# [What you have to do]
Render this sentence from the commit notice in Spanish: "This is an automated email from the ASF dual-hosted git repository."

# [Text excerpt]
----

This is an automated email from the ASF dual-hosted git repository.

akashrn5 pushed a commit to branch master
in repository https://gitbox.apache.org/repos/asf/carbondata.git


The following commit(s) were added to refs/heads/master by this push:
     new 07b41a5  [CARBONDATA-4194] Fixed presto read after update/delete from 
spark
07b41a5 is described below

commit 07b41a5382f554646f231e192cf39c8f28302a05
Author: nihal0107 <[email protected]>
AuthorDate: Fri Sep 24 17:01:29 2021 +0530

    [CARBONDATA-4194] Fixed presto read after update/delete from spark
    
    Why is this PR needed?
    After update/delete with spark on the table which contains array/struct 
column,
    when we are trying to read from presto then it is throwing class cast 
exception.
    It is because when we perform update/delete then it contains vector of type
    ColumnarVectorWrapperDirectWithDeleteDelta which we are trying to typecast 
to
    CarbonColumnVectorImpl and because of this it is throwing typecast 
exception.
    After fixing this(added check for instanceOf) it started throwing 
IllegalArgumentException.
    It is because:
    
    1. In case of local dictionary enable CarbondataPageSource.load is calling
    ComplexTypeStreamReader.putComplexObject before setting the correct number
    of rows(doesn't subtrat deleted rows). And it throws IllegalArgument while
    block building for child elements.
    2. position count is wrong in the case of the struct. It should subtract
    the number of deleted rows in LocalDictDimensionDataChunkStore.fillVector.
    While this is not required to be changed in the case of the array because
    datalength of the array already taking care of deleted rows in
    ColumnVectorInfo.getUpdatedPageSizeForChildVector.

----

Coordinate annotation entries
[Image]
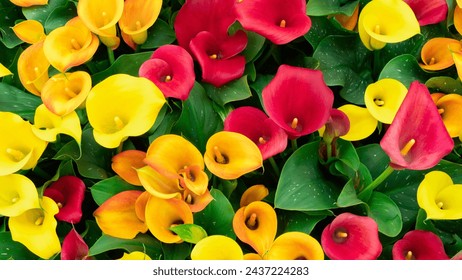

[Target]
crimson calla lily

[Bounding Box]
[223,106,287,160]
[321,212,382,260]
[392,230,449,260]
[234,0,311,45]
[380,81,454,170]
[43,175,86,224]
[262,65,334,139]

----

# [Written solution]
Este es un correo electrónico automático del repositorio git de doble alojamiento de la ASF.